■ **Exercise task**: Using the records below, copy out exactly the line that contains "the baby's bare" and every line that follows it, up to and including the last, and no others.
[begin Recorded data]
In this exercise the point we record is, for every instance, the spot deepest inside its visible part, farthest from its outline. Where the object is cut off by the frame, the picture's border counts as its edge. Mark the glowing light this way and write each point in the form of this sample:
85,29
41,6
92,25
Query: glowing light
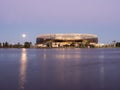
23,35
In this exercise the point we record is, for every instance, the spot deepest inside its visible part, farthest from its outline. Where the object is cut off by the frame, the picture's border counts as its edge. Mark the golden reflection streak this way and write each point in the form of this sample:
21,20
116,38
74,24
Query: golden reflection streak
23,69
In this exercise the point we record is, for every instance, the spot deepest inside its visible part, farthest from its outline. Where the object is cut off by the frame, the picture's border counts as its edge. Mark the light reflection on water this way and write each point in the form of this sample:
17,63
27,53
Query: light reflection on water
23,65
60,69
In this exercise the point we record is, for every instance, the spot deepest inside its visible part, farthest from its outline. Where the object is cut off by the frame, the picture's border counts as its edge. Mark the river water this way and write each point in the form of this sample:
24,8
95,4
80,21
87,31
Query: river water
60,69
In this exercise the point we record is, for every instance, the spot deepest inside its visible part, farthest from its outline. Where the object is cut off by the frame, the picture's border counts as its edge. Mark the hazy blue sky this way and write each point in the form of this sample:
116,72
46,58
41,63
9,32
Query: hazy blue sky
34,17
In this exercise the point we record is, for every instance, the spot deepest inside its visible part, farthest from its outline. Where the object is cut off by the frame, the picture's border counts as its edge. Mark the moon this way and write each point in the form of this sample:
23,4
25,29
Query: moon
23,35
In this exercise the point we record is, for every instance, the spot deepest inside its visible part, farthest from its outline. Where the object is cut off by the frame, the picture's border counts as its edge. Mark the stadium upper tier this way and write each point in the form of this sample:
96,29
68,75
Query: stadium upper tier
67,37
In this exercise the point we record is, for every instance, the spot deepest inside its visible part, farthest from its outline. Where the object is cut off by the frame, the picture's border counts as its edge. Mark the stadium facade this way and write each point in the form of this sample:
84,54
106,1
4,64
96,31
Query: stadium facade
65,40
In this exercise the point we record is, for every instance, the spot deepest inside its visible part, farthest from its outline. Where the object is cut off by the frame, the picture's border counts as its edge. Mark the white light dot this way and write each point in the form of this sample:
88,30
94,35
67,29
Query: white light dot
23,35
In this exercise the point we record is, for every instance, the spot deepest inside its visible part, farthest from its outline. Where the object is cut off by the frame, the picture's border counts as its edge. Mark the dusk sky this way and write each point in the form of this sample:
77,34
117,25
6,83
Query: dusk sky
34,17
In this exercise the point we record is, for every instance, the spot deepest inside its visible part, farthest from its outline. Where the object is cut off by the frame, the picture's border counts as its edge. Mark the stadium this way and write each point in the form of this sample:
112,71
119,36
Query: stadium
65,40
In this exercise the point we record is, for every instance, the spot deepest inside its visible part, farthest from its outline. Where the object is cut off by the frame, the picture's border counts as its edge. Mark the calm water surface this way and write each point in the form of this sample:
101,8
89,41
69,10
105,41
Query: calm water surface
60,69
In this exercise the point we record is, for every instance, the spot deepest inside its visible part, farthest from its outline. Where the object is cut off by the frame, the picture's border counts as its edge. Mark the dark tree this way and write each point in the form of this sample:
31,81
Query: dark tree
27,44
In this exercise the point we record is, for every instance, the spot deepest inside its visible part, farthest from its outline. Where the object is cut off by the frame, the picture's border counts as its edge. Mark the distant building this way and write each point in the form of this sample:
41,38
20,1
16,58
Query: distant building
65,40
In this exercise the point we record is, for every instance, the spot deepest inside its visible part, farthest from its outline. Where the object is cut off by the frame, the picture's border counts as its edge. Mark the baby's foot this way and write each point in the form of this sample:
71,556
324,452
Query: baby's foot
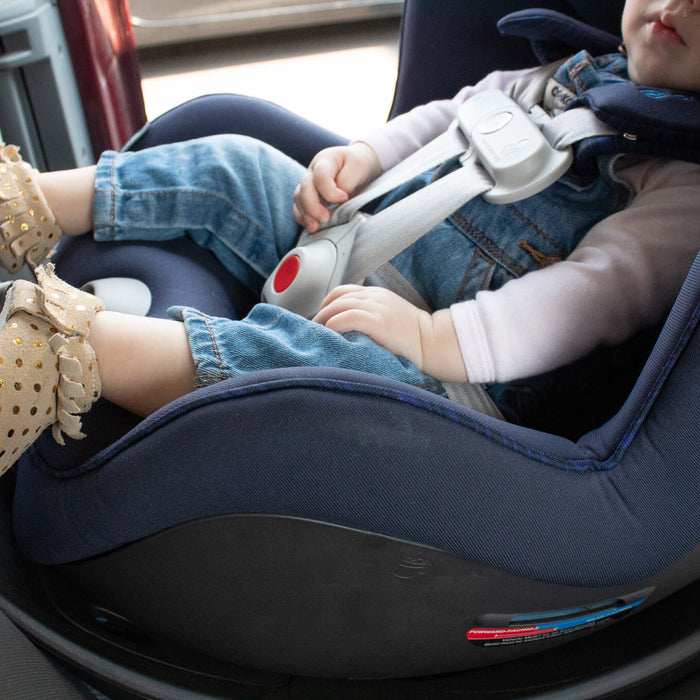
48,370
28,228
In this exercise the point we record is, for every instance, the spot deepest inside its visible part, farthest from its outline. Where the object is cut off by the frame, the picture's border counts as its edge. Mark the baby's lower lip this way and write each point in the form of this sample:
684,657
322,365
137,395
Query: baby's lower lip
664,33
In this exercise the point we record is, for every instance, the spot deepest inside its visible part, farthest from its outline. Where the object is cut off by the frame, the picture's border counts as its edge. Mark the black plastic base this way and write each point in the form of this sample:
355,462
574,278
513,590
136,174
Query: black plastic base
297,597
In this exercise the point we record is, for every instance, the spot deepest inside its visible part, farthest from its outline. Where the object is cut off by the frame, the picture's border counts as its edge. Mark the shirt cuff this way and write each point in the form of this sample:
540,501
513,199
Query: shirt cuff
473,342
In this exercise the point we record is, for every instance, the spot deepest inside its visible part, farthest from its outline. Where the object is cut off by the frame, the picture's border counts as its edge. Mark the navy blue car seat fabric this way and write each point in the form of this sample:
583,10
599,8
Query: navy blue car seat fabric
456,42
616,505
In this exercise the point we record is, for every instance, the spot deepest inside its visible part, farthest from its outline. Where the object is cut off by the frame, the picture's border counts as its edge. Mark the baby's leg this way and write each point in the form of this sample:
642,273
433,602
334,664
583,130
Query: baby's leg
69,194
144,362
231,194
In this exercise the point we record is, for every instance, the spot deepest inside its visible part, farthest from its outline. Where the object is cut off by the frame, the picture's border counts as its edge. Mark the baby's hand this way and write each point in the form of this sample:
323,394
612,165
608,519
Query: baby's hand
427,340
332,178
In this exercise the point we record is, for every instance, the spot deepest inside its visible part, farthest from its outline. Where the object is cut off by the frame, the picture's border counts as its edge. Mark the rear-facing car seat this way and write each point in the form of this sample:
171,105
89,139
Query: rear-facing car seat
323,522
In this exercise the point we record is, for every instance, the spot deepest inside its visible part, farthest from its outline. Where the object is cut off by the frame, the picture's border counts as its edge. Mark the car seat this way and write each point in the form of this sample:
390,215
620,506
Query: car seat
282,532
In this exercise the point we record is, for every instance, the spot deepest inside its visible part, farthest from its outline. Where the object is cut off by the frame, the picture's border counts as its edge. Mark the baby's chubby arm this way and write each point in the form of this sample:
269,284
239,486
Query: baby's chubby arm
333,176
428,340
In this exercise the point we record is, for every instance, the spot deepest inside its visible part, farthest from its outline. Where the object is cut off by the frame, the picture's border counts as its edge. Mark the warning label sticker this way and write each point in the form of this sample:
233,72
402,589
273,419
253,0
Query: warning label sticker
500,636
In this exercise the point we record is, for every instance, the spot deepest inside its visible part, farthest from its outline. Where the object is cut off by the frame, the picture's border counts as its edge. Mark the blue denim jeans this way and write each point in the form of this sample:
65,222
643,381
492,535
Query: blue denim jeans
232,195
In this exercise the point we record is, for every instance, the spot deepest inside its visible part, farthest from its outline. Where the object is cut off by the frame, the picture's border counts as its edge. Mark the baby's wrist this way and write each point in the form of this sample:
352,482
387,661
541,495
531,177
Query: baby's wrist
442,356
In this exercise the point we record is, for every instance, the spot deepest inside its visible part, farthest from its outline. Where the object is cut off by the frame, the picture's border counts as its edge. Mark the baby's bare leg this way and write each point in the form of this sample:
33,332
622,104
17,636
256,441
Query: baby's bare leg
144,363
69,194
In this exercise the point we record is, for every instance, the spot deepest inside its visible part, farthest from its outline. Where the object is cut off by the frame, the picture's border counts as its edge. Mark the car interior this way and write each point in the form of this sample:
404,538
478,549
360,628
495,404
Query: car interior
332,534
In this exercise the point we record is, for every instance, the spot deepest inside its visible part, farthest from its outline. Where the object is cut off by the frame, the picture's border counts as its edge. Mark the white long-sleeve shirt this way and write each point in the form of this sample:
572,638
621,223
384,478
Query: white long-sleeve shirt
623,276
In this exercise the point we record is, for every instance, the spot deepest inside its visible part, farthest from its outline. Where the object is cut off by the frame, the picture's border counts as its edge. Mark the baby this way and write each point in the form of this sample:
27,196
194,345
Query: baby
490,295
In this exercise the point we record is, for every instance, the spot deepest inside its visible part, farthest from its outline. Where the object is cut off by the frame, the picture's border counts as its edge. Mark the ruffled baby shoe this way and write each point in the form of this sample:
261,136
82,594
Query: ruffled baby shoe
48,370
28,228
[end Recorded data]
■ **Answer**:
In this exercise the point we record is, for every instance, the spot deepest inside its visible part, farthest from its outline. Where the object is cut off by the frame, the picture's border counts as its edge. Mark the baby's bare leg this way and write each point in the form of this sample:
33,332
622,104
17,636
256,441
Query: baby's bare leg
144,363
69,194
In this exercise the point we record is, for every instance, the spot deepest inside its visible part, farthest from its outline. Where the object is cut off by the frame, the picture's border counts as its edge. Mark the car interior this way and write each point in the form of this sample:
404,538
478,549
360,628
495,404
Query: car interior
332,534
In this exercise the point we record is, for every instance, the spot deepest inside its visible part, farthest from its outline. Where the object is cut off by the frame, the picture's border counts as its edge. Mark the white long-sleeve shirt this way and write each point in the form of this sample:
572,638
621,223
384,478
Query: white long-sleeve shirt
623,276
In this exercise the point we record is, for every instance, the spot deepest inside its visible part, farthest from its outline. Where the object is cut off by the frame, the picture's border counts as its edge. Mark the baby this way and write each point in the form of this sample:
27,196
194,345
Query: baby
490,295
In this exercise the point we record is, for every instance, the spot deepest inside its visible part, farthest from its outline. Where the object is cut off by the frame, the picture's border counts as its edge. Mark the ruffled baby shoe this way and write each point in the form of this sample:
261,136
82,594
Query: ruffled baby shoe
48,370
28,228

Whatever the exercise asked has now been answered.